• [Provided data]

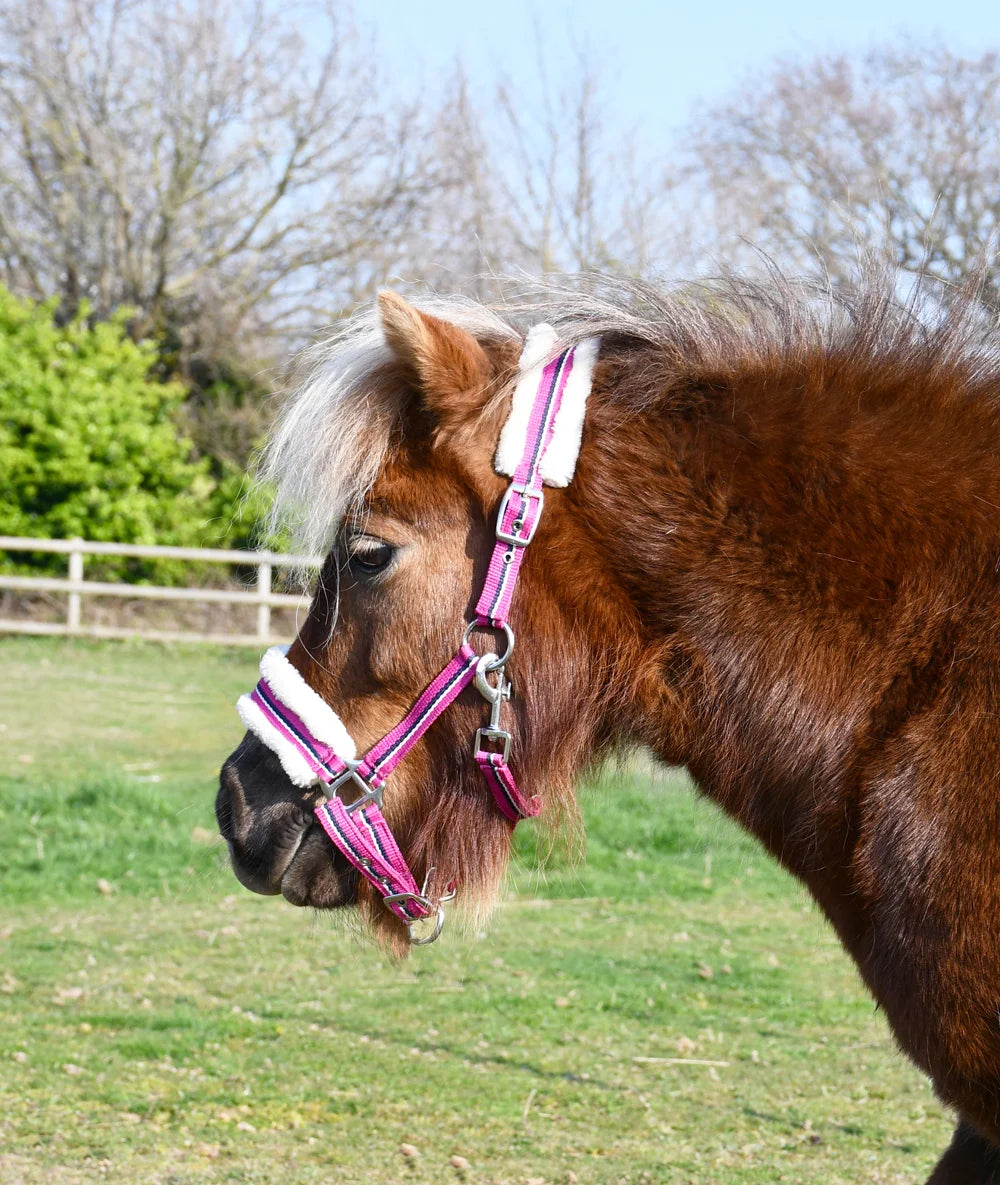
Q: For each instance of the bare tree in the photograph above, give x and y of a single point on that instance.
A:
(895, 153)
(552, 184)
(224, 170)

• [The problem] Make an exact copy of the records above, one that has none of the pictures.

• [Your solution]
Q: For each instance of the bare tree in the photograph above, give x and y of a single point on that instance.
A:
(895, 153)
(552, 184)
(224, 170)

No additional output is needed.